TASK REQUIREMENTS
Copy out every line in the listing below that contains the word "tree".

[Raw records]
++++++++++++++++++++
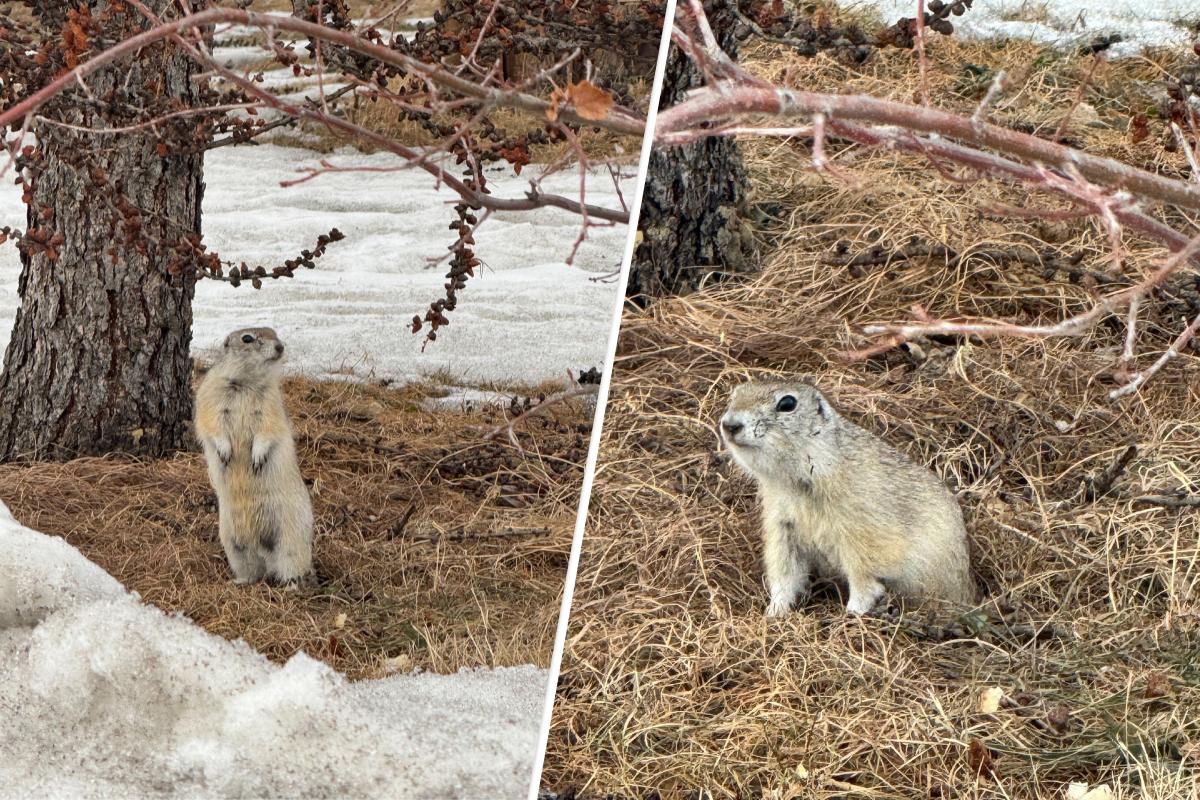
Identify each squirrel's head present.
[221,327,283,369]
[720,380,840,482]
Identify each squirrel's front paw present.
[767,600,792,619]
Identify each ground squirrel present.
[196,327,312,583]
[720,381,974,616]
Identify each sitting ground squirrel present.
[196,327,312,583]
[720,381,974,616]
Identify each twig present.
[1109,314,1200,399]
[484,384,600,450]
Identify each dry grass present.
[251,0,442,19]
[0,380,590,678]
[542,28,1200,800]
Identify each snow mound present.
[0,503,125,631]
[0,506,547,799]
[863,0,1200,59]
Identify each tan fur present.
[196,327,312,583]
[721,383,974,616]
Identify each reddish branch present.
[0,8,646,136]
[654,0,1200,398]
[0,8,644,223]
[654,84,1200,210]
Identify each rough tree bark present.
[0,0,204,461]
[626,0,756,303]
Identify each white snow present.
[862,0,1200,58]
[0,504,547,800]
[0,145,632,385]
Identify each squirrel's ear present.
[817,392,833,422]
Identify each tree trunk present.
[626,0,757,303]
[0,0,204,461]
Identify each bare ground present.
[0,379,590,678]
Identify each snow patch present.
[0,509,547,800]
[0,145,634,384]
[863,0,1200,59]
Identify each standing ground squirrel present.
[196,327,312,583]
[720,381,974,616]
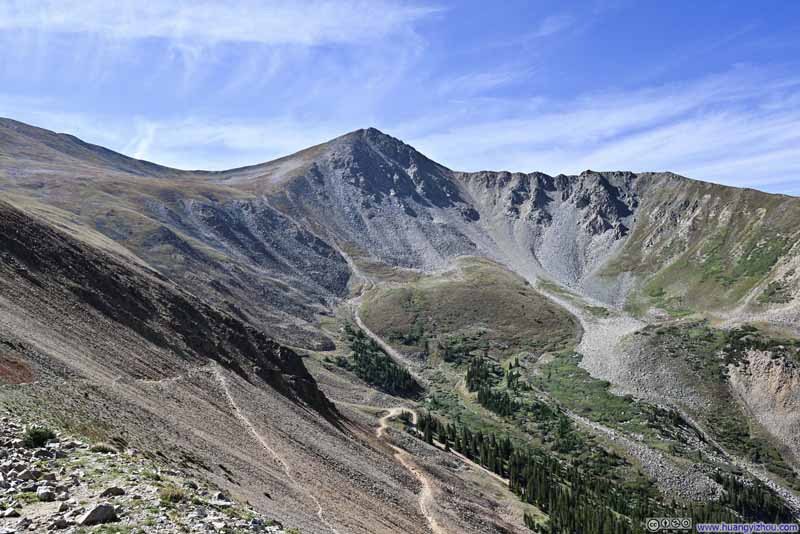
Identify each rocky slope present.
[0,119,800,532]
[0,414,287,534]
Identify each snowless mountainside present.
[0,119,800,533]
[0,120,800,332]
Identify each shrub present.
[90,442,117,454]
[22,426,56,449]
[158,486,186,504]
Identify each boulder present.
[36,486,56,502]
[78,504,117,526]
[100,486,125,497]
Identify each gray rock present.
[36,486,56,502]
[77,504,117,526]
[100,486,125,497]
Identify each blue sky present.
[0,0,800,194]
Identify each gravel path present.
[214,365,339,534]
[375,407,448,534]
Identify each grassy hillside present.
[606,177,800,316]
[362,258,579,360]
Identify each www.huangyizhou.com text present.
[645,517,800,533]
[695,523,800,532]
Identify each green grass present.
[640,321,800,487]
[604,181,800,317]
[361,258,578,359]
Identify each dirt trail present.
[213,365,339,534]
[375,407,447,534]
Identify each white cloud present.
[0,0,438,45]
[531,15,575,37]
[400,69,800,192]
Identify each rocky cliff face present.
[0,202,331,415]
[729,350,800,463]
[0,123,800,328]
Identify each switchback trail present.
[375,408,447,534]
[214,365,339,534]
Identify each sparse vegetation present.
[91,442,117,454]
[158,484,188,505]
[362,258,578,363]
[335,324,422,397]
[22,426,56,449]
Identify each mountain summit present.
[0,119,800,534]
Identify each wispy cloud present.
[400,68,800,193]
[531,15,575,37]
[0,0,439,45]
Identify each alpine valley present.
[0,119,800,534]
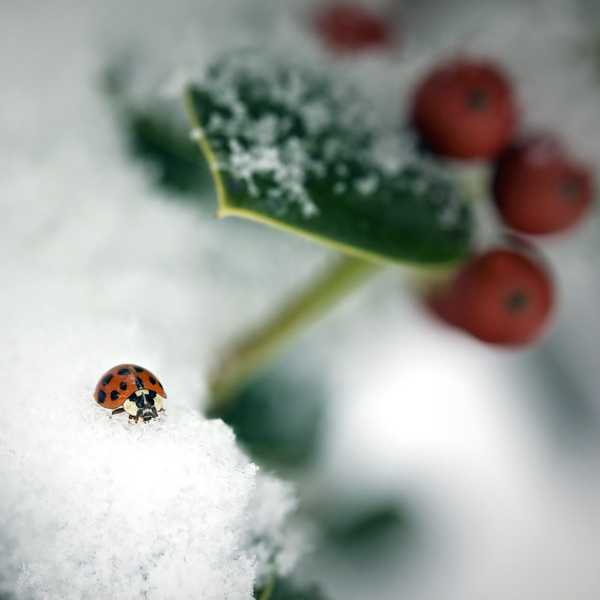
++++++++++++++++++++
SOLUTION TO THIS TASK
Identify each rough tree bark present.
Identify each tree trunk present.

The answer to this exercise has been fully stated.